#### Material for the task ####
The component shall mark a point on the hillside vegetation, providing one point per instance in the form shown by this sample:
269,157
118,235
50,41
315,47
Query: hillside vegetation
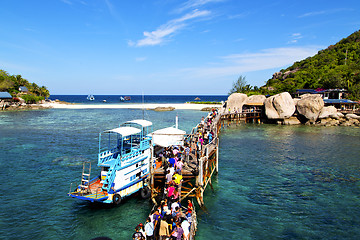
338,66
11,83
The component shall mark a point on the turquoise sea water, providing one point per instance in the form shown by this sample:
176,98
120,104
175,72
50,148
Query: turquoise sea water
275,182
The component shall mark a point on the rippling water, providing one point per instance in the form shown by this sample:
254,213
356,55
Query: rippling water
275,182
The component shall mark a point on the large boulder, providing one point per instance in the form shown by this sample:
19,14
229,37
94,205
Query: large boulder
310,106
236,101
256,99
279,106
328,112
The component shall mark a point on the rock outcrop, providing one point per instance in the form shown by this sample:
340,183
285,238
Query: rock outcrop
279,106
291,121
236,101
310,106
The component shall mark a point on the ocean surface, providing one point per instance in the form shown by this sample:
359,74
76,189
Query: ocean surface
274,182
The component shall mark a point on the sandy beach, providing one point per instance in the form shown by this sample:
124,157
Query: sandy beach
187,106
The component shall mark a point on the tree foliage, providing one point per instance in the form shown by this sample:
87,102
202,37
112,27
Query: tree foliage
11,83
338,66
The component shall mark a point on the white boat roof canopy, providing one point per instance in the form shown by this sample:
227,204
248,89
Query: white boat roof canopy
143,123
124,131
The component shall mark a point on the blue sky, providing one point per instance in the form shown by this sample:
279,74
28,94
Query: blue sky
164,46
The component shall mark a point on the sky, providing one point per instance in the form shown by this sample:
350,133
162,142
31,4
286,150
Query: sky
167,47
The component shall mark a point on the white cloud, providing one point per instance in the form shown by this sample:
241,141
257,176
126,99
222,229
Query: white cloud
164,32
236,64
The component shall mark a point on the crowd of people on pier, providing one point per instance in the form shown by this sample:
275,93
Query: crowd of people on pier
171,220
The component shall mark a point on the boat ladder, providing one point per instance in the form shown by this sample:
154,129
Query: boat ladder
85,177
####
#### Material for the task ####
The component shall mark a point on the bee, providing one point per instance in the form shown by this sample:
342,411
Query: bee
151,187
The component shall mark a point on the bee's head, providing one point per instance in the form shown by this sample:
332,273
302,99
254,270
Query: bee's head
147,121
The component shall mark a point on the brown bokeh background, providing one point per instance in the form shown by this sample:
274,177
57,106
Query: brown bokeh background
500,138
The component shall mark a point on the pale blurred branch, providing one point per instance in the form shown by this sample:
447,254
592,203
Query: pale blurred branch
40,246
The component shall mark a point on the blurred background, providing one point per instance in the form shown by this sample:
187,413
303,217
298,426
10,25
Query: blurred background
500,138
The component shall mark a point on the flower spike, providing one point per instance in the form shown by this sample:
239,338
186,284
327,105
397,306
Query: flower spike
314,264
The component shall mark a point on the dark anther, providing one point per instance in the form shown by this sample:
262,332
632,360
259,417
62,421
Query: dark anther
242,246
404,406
####
### Exercise description:
Please count how many of the lines above contain the word "large", and give only that number.

### Response below:
2